**YOUR GOAL:** Nothing but a full, exact copy of the data is needed.

#### EXTRACTED RECORDS ####

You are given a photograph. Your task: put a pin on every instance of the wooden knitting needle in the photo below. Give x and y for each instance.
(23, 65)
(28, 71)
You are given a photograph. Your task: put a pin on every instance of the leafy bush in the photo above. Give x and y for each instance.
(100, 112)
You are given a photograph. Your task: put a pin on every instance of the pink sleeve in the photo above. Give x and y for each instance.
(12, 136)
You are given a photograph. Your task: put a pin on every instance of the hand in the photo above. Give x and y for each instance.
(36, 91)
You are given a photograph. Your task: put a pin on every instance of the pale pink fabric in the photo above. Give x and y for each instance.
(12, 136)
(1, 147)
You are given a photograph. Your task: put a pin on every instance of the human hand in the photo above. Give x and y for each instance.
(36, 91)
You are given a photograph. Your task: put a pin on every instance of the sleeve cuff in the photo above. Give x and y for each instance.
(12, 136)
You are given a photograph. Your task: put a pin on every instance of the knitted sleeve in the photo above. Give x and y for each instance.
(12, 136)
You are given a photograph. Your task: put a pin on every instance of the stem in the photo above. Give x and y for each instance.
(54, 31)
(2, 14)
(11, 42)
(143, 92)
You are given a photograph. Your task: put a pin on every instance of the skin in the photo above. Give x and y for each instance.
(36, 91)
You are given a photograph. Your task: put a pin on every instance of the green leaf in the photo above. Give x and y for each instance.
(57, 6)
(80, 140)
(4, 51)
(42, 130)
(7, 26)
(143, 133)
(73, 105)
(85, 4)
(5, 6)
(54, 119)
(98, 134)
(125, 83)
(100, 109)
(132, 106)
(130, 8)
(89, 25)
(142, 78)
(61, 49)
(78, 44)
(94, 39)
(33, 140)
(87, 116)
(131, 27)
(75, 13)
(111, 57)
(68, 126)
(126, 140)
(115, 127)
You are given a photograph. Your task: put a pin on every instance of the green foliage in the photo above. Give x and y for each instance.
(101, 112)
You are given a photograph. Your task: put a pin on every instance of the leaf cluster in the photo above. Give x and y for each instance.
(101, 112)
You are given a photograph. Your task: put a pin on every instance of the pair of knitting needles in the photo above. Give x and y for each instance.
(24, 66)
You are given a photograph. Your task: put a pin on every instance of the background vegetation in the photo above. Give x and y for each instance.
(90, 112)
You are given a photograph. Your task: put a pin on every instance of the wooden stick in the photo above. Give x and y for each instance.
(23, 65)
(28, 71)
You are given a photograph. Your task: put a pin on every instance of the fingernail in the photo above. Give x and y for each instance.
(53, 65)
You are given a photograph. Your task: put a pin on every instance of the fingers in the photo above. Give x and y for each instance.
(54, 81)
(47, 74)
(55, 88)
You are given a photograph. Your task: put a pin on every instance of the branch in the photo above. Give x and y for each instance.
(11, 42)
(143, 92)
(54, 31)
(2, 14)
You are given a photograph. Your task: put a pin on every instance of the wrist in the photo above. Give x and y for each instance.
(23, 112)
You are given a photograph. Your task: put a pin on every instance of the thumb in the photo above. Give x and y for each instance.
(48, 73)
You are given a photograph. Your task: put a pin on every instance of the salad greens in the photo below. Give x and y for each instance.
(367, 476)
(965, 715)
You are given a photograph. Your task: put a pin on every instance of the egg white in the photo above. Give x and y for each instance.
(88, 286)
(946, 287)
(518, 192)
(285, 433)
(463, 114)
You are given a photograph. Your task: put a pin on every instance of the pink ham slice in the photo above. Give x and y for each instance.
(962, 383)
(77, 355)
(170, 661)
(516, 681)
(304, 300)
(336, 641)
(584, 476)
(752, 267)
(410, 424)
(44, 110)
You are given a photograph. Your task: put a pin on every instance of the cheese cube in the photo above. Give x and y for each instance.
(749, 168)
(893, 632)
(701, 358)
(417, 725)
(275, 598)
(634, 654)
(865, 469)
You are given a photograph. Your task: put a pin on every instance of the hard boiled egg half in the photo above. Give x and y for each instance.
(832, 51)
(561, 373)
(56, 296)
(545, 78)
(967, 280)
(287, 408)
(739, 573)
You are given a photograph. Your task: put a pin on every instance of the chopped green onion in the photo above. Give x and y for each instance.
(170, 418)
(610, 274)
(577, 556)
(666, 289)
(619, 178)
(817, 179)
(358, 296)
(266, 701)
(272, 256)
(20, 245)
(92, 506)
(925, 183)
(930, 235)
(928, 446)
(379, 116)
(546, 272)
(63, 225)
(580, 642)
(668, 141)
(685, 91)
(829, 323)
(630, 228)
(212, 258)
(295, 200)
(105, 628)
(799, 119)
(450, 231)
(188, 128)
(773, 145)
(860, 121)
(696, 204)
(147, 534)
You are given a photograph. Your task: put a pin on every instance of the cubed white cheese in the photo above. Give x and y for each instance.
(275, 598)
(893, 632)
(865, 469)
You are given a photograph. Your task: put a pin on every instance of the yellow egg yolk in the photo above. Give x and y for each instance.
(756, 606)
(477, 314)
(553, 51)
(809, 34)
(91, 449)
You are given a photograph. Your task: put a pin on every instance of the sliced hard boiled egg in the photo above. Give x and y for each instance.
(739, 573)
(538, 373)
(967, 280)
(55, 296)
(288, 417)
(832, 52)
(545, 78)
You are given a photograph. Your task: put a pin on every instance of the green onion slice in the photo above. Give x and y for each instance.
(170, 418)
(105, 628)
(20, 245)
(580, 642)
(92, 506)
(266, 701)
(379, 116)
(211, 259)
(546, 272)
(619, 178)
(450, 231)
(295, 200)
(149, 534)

####

**RESPONSE TO THE TASK:**
You are given a photograph. Your task: put a pin on every instance of the wooden knitting needle in the photo below. Give x and y for each instance.
(23, 65)
(28, 71)
You are given a photograph. Your task: put a pin on every instance of the leafy bush in the photo above. Give x and y for each instance.
(100, 112)
You are given a photograph. Your task: put a pin on every instance of the pink sleeve in the photo above. Give x and y for each instance.
(12, 136)
You are given a photograph. Your task: put a pin on every instance of the hand in the photo above. Give x and y for each instance.
(36, 91)
You are given a photograph. Your task: put a pin on every instance of the pale pink fabric in the photo above. Give x and y for each instance.
(12, 136)
(1, 147)
You are given a photograph. Your task: put a pin on every instance of the human hand in the photo above. Give x and y for each instance.
(36, 91)
You are given a photograph. Your task: put a pin on every instance of the sleeve cuff in the photo above. Give x and y for each instance.
(12, 136)
You are given a photograph. Your task: put a pin on every instance of the knitted sleeve in the photo above. Give x and y for each instance.
(12, 136)
You are given a photograph. Your task: put a pin on every instance of the stem in the photo above. Give x and y for each instance.
(54, 31)
(2, 14)
(11, 42)
(143, 92)
You are given a photograph. Your task: put a pin on every instance of the skin in the photo above. Give x and y for each instance.
(36, 91)
You are given a photograph. Your task: put a pin on every instance of the green leaf in the photo above. Give x and y for each instance.
(57, 6)
(80, 140)
(4, 51)
(42, 130)
(7, 26)
(143, 133)
(73, 105)
(85, 4)
(5, 6)
(54, 119)
(98, 134)
(125, 83)
(100, 109)
(132, 106)
(130, 8)
(89, 25)
(142, 78)
(61, 49)
(78, 44)
(94, 39)
(33, 140)
(87, 116)
(131, 27)
(75, 13)
(111, 57)
(68, 126)
(126, 140)
(115, 127)
You are given a photograph. Your task: put a pin on every instance of the green foliage in the photo above. Give x and y for each instance.
(101, 112)
You are given a photograph. Your task: put a pin on every instance of the leaf cluster in the photo above. Give x and y for each instance.
(101, 112)
You are given a photograph. Your task: put a pin on every instance of the pair of knitting needles in the photo above. Give x and y for each instance.
(24, 66)
You are given a photograph. Your task: put a pin on every instance of the background vegetation in the photo above. Give x and y for each instance.
(90, 112)
You are given a photograph. Your task: put a pin on every instance of the wooden stick in the photo above. Give x and y for each instance.
(23, 65)
(28, 71)
You are given a photograph. Your task: put a pin on every instance of the fingernail in the photo above. Give x and y for each instance.
(53, 65)
You are given a photograph. Your task: put a pin on every instance of the fingers in the photo above. Give x and y for each instance.
(54, 81)
(47, 74)
(55, 88)
You are given a photograph. Your task: put a pin on every instance of the branch in the photo above. Give x and y for each instance.
(11, 42)
(143, 92)
(54, 31)
(2, 14)
You are given a photograph. Your task: put a pin on every instance of the wrist in the photo above. Give x and y for each instance.
(23, 112)
You are given a photograph. Your task: put a pin on every instance of the thumb in the photo above. Give x and y for each instance.
(48, 73)
You are given a photograph. Your task: put a pin on every instance of the salad greens in the photo below. Give x and y for each instance.
(367, 476)
(965, 715)
You are given a photograph. Your task: put a pin on every instance of the egg white in the photo above. Give x and y for each instance.
(88, 286)
(946, 287)
(518, 192)
(285, 433)
(463, 114)
You are given a photograph. Your task: put a pin on every instance of the pink ham slice in the photo above. Give x and y for each instance.
(962, 383)
(77, 355)
(170, 661)
(516, 681)
(304, 300)
(336, 641)
(584, 476)
(752, 267)
(410, 424)
(44, 110)
You are given a photograph. Your task: put a pin on every instance of the cheese cube in the photo above. Give x and y for each instance.
(749, 168)
(893, 632)
(701, 358)
(417, 725)
(275, 598)
(634, 654)
(865, 469)
You are given a photograph. Your task: put a pin on every instance of the hard boiled egg half in the photo above. Give x and y for each instance.
(832, 51)
(561, 373)
(56, 296)
(545, 78)
(967, 280)
(287, 408)
(739, 573)
You are given a photograph. Your task: put a pin on every instance of the chopped green onion in the photo above. Give x and y for each instance.
(170, 418)
(610, 274)
(577, 556)
(666, 289)
(619, 178)
(817, 179)
(358, 296)
(266, 701)
(272, 256)
(20, 245)
(92, 506)
(925, 183)
(930, 235)
(928, 446)
(379, 116)
(546, 272)
(63, 225)
(580, 642)
(668, 141)
(685, 91)
(829, 323)
(630, 228)
(212, 258)
(295, 200)
(105, 628)
(799, 119)
(450, 231)
(188, 128)
(773, 145)
(860, 121)
(696, 204)
(147, 534)
You are given a photograph. Your task: put a pin on every instance of the cubed white cheese in the photo above. Give x and y for each instance.
(275, 598)
(893, 632)
(865, 469)
You are given a photograph. Your task: put a pin on every instance of the yellow egg yolk in the photo above. Give x and y for each instance.
(756, 606)
(477, 314)
(553, 51)
(809, 34)
(91, 449)
You are given a photograph. Your task: put a pin on every instance of the sliced hard boiled egg in the photo above. Give x and y for each instance.
(739, 573)
(538, 373)
(967, 280)
(55, 296)
(288, 417)
(832, 52)
(545, 78)
You are given a photograph. Your task: put a pin on every instance of the green onion slice in the photo above. Give x and y for each instance.
(170, 418)
(105, 628)
(20, 245)
(580, 642)
(92, 506)
(266, 701)
(379, 116)
(211, 259)
(546, 272)
(619, 178)
(450, 231)
(295, 200)
(149, 534)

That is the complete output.